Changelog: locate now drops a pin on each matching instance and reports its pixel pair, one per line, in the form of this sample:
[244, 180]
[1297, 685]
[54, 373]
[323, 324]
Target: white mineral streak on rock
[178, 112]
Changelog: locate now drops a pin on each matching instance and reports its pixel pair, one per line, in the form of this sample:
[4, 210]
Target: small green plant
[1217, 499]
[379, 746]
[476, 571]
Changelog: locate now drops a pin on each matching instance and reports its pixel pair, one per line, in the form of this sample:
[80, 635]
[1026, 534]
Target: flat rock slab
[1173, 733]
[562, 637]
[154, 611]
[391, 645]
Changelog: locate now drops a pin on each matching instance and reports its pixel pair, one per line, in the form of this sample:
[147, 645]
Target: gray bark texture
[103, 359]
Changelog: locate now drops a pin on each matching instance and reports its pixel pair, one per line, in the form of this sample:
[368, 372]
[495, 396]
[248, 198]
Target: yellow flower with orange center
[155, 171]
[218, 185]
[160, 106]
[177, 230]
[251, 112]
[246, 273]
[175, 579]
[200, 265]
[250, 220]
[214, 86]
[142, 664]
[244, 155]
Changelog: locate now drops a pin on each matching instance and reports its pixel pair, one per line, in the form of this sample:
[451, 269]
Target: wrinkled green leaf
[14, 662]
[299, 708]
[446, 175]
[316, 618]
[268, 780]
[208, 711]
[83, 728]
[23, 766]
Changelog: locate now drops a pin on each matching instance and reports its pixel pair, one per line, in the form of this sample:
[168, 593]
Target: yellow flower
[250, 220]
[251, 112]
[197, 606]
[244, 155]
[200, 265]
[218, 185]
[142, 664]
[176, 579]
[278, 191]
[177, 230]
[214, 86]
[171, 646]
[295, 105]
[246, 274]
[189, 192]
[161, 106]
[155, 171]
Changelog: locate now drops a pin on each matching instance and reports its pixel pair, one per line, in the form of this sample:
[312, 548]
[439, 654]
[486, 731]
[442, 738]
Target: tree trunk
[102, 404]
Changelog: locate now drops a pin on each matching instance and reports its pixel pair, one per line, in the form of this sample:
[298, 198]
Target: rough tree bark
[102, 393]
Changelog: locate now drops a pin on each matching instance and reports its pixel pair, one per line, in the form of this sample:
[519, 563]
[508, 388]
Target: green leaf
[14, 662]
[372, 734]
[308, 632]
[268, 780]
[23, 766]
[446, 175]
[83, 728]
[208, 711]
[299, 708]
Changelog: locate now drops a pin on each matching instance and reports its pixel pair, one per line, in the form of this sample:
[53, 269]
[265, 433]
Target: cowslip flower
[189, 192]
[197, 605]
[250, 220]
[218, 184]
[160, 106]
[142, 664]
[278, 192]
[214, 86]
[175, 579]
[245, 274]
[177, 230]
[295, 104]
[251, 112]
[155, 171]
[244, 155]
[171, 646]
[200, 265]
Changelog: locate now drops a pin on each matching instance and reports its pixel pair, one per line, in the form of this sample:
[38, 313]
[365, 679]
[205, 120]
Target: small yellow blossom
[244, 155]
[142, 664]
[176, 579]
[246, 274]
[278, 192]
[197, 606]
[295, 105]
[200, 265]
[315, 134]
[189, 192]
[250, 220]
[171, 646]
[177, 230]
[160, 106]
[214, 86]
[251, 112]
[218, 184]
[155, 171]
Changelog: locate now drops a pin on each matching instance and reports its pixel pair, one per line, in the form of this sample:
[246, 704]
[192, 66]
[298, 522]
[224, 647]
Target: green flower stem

* * * * * * *

Exercise: Quote the whole listing above, leaving nothing out.

Solution for this exercise:
Changelog: locate now drops a pin on each matching instance and reports its pixel pair, one per line, in the form of this sample:
[244, 180]
[1297, 685]
[54, 373]
[323, 324]
Target: white mineral streak on rock
[178, 112]
Changelog: locate now drops a pin on each matching instance and reports its pixel pair, one per line, in the form of this sample:
[4, 210]
Target: small green plant
[1217, 499]
[379, 746]
[476, 571]
Changelog: locate now drops a pin on each matching instance and reports its pixel pair, one per line, in the form of this sample:
[80, 635]
[1026, 534]
Target: flat rock slab
[1173, 733]
[562, 637]
[154, 611]
[391, 645]
Changelog: locate now drops a pin on each matching instance and reports its pixel pair, one per line, in the form of this sample:
[147, 645]
Target: gray bark texture
[103, 359]
Changelog: locate now drops a pin on each matching instance and reports its pixel pair, one per line, in the form of this sample:
[368, 372]
[495, 396]
[248, 198]
Target: yellow flower with orange center
[155, 171]
[218, 185]
[160, 106]
[177, 230]
[251, 112]
[246, 273]
[175, 579]
[200, 265]
[250, 220]
[214, 86]
[142, 664]
[244, 155]
Changelog: locate now drops a pin on each matching instance and reports its pixel pair, one per line, in the form of this sample:
[451, 269]
Target: wrinkled green leaf
[14, 662]
[299, 708]
[446, 175]
[316, 618]
[268, 780]
[208, 711]
[83, 728]
[23, 766]
Changelog: locate now drops a pin on each matching instance and reports its pixel pair, one per line, in the form of this sample:
[168, 593]
Target: yellow flower
[250, 220]
[251, 112]
[197, 606]
[244, 155]
[200, 265]
[218, 185]
[142, 664]
[176, 579]
[278, 191]
[177, 230]
[214, 86]
[171, 646]
[295, 105]
[246, 274]
[189, 192]
[161, 106]
[155, 171]
Changelog: locate now drops a pin on each matching instance and reports its pixel pair, one per line, in the form of this sample:
[312, 548]
[439, 654]
[486, 731]
[442, 738]
Target: tree trunk
[102, 404]
Changelog: locate now drops a pin on each matching instance and reports its pixel pair, one per line, in the form of this sample:
[298, 198]
Target: rough tree bark
[102, 393]
Changelog: locate now drops a pin on each matching instance and reports its pixel pair, one per line, in the form of this sample:
[519, 563]
[508, 388]
Target: green leaf
[14, 662]
[372, 734]
[308, 632]
[268, 780]
[23, 766]
[446, 175]
[83, 728]
[208, 711]
[299, 708]
Changelog: locate now drops a pin on each matching instance and reports its pixel pair, one per line, in the form of this sample:
[53, 269]
[265, 433]
Target: cowslip flower
[189, 192]
[197, 605]
[250, 220]
[218, 184]
[160, 106]
[142, 664]
[278, 192]
[214, 86]
[175, 579]
[245, 274]
[177, 230]
[295, 104]
[251, 112]
[155, 171]
[244, 155]
[171, 646]
[200, 265]
Changelog: locate now drops a pin on each matching instance and reports its pixel pair, one per line, in the form of this sample:
[38, 313]
[365, 679]
[205, 120]
Target: small yellow blossom
[244, 155]
[142, 664]
[176, 579]
[246, 274]
[278, 192]
[197, 606]
[295, 105]
[200, 265]
[315, 134]
[189, 192]
[250, 220]
[171, 646]
[177, 230]
[160, 106]
[214, 86]
[251, 112]
[218, 184]
[155, 171]
Changelog: locate now drops a pin on each matching instance and reports its pixel pair, one per line, in the form of this sample:
[246, 704]
[192, 66]
[298, 522]
[224, 647]
Target: green flower stem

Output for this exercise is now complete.